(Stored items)
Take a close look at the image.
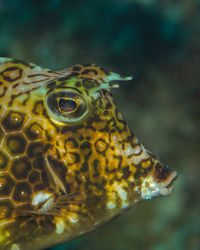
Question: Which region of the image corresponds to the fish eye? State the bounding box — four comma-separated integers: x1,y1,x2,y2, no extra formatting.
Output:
57,98,78,113
45,90,88,124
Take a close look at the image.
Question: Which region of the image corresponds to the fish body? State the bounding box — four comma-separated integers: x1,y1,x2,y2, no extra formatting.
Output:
0,58,177,250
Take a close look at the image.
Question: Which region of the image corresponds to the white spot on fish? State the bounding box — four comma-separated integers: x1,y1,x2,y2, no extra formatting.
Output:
134,186,139,192
106,201,116,209
121,202,129,209
113,182,129,208
141,175,162,200
132,145,142,155
11,244,20,250
112,135,118,144
56,219,65,234
68,214,79,224
32,191,52,206
141,175,174,200
131,146,149,165
114,182,127,201
126,144,135,155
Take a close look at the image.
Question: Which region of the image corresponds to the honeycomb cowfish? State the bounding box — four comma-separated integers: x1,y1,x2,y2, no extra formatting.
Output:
0,58,177,250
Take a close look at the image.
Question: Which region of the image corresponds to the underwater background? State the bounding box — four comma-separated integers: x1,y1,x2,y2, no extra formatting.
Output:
0,0,199,249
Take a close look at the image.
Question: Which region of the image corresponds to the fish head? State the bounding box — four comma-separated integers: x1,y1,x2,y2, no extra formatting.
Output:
4,62,177,209
39,70,177,208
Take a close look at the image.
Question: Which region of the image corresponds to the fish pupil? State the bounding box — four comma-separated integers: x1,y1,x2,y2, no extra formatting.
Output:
58,99,77,112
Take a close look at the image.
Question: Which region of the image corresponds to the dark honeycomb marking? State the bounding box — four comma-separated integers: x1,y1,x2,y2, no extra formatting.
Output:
64,138,79,150
72,66,81,71
41,169,49,184
105,102,112,109
25,122,43,140
80,141,91,150
95,138,109,155
80,161,89,172
75,81,82,87
6,134,26,155
122,166,131,179
81,69,98,75
98,118,116,132
92,159,100,178
2,111,25,131
13,182,32,202
113,155,123,169
82,79,99,89
0,200,14,220
67,152,80,166
93,180,106,193
12,83,19,89
28,170,40,184
84,181,93,195
74,170,82,185
11,157,31,179
32,101,45,115
82,63,92,67
45,130,53,141
0,66,23,82
79,135,84,141
0,174,14,196
33,156,45,171
115,110,127,131
33,183,45,192
67,72,79,78
0,86,7,97
27,142,50,158
0,151,9,170
8,92,29,107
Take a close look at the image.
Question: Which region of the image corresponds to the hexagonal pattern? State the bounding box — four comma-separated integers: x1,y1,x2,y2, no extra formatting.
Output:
2,111,25,132
0,200,14,221
27,142,46,158
28,170,40,184
13,182,32,202
5,134,27,156
0,174,14,196
0,150,9,170
24,121,44,140
11,157,31,180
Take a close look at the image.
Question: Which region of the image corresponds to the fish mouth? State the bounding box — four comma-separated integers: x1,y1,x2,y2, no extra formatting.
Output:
158,170,178,196
141,169,178,200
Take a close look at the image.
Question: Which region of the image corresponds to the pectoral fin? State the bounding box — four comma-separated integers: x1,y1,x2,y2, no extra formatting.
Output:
18,192,85,217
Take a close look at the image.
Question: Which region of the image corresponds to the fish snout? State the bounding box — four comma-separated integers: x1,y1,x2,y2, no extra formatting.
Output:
141,161,178,200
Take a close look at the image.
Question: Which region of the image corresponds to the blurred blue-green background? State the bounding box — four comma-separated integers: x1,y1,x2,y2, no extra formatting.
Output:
0,0,199,249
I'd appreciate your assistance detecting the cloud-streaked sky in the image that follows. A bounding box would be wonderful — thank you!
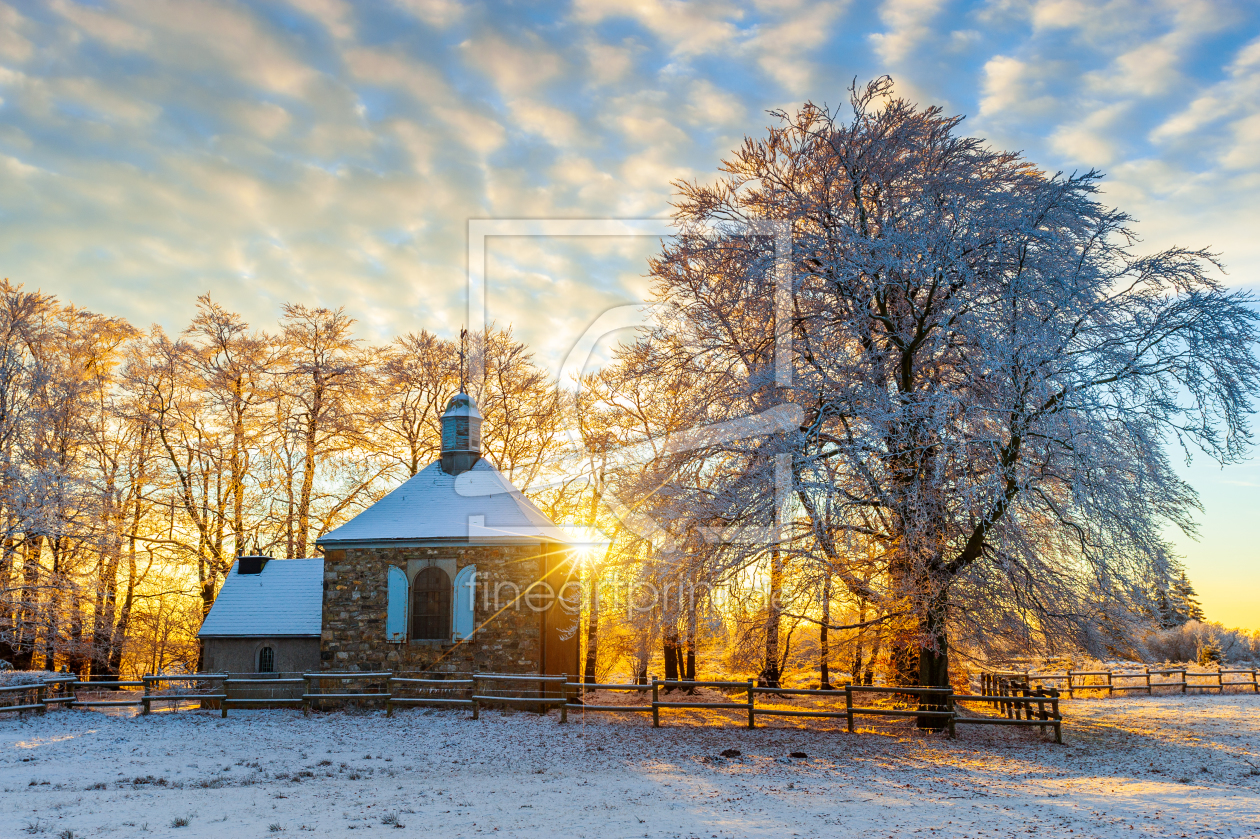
[2,0,1258,628]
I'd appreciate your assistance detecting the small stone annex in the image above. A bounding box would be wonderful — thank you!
[198,555,324,674]
[200,392,582,677]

◆ **What this task involves**
All preceding records should be duplicated verbatim, images excepted.

◆ **Written reply**
Take a close look at the image.
Question: Which region of the image corresponds to the fish eye? State the bounding box — four comma-separated integers: x1,y1,x2,y2, no extra formatting.
Output:
57,98,78,113
45,90,88,124
Take a close look at the image.
Question: Which region of the image corresponds to the fish body? State the bounding box — four comma-separated integers: x1,y1,x2,y2, no extra formatting.
Output:
0,58,177,250
Take a close look at the image.
Question: Which region of the image corresponds to the white spot on fish? State the bounding box — four comma-separated integers: x1,y1,x2,y2, no extra formatting.
Output:
134,186,139,192
106,201,116,209
121,202,129,209
113,182,129,208
141,175,162,200
132,145,142,155
11,244,20,250
112,135,118,144
56,219,65,234
68,214,79,224
32,191,52,206
141,175,174,200
131,146,149,165
114,182,127,201
126,144,135,155
Take a close look at the image.
Question: Which region of the image corresponds to the honeycomb cowfish? State the bounding box — four comma-separated integers: x1,y1,x2,y2, no extra formatting.
Output:
0,58,177,250
Take a close look at the image.
Question: Which region of the image corresponds to the underwater background? State the bounding box — four comma-separated integers: x1,y1,x2,y2, no extra formatting.
Output:
0,0,199,249
Take a close look at the image.
Question: Which region of the image corresponds to the fish head? State the bounding box — four comma-separated integers: x1,y1,x2,y2, no extra formatting.
Output:
4,62,177,209
39,70,177,208
Take a close look at the image.
Question: Which region of the image corresponds to the fish pupil? State the bounding box — four comma-separated integers: x1,y1,x2,y2, no extra formatting.
Output:
58,99,77,112
Take a close look at the image.
Question: Which region of the image corresponds to the dark honeycomb marking? State the bounding box — four comma-separated integers: x1,y1,x2,y2, no extra formatting.
Output:
64,138,79,150
72,66,81,71
41,169,49,184
105,102,112,109
25,122,43,140
80,141,91,150
95,138,109,155
80,161,89,172
75,81,82,87
6,134,26,155
122,166,131,179
81,69,98,75
98,118,116,132
92,159,100,178
2,111,25,131
13,182,32,202
113,155,123,169
82,79,99,89
0,200,14,220
67,152,80,166
93,180,106,193
12,83,19,89
28,170,40,184
84,181,93,195
74,170,82,185
11,157,31,179
32,101,45,115
82,63,92,67
45,130,53,141
0,66,23,82
79,135,84,141
0,174,14,196
33,156,45,171
115,110,127,131
33,183,45,192
67,72,79,78
0,86,7,97
27,142,50,158
0,151,9,170
8,92,29,107
Take a close look at the image.
Question: Which region of the image corresponds to the hexagonal pattern? State the bounding box — four comma-separated integers: x1,y1,x2,y2, no extra formatting.
Output:
2,111,25,132
0,200,14,221
27,142,46,158
28,170,40,184
13,182,32,202
5,134,27,156
0,174,14,196
0,150,9,170
24,121,44,140
11,157,31,180
Take a close look at the image.
Question: Which region of the image corresponds to the fish mouth? State the bounding box — four comma-separated integers: x1,y1,x2,y2, no extra formatting.
Output:
158,170,178,196
141,169,178,200
Take a close look at the image.
Question: Which region of the image corresponds to the pectoral fin? State the bounding box — four comma-separated integers: x1,y1,x2,y2, no extra formatting.
Output:
18,192,85,217
Take a close look at the image.
Question: Which region of the image corresponds to the fish snout? State the bounding box — four comma-separated integers: x1,y1,x2,y2, no extra formatting.
Output:
141,161,178,200
Take a close look at the image.
Question: Which region of the image corresponds to the blurred blue-green background? State the bounding box — four comma-separated integers: x1,y1,x2,y2, no extra formatting.
Output:
0,0,199,249
I'd appreciate your assistance detecting the cloud-streaked sky in the image that follows. A bounding box would be wonderful — thank you!
[2,0,1258,628]
I'd appreciate your assistance detecting the small stone annex in the image above. A bounding box would be wonderful — thank you!
[198,555,324,674]
[200,392,582,677]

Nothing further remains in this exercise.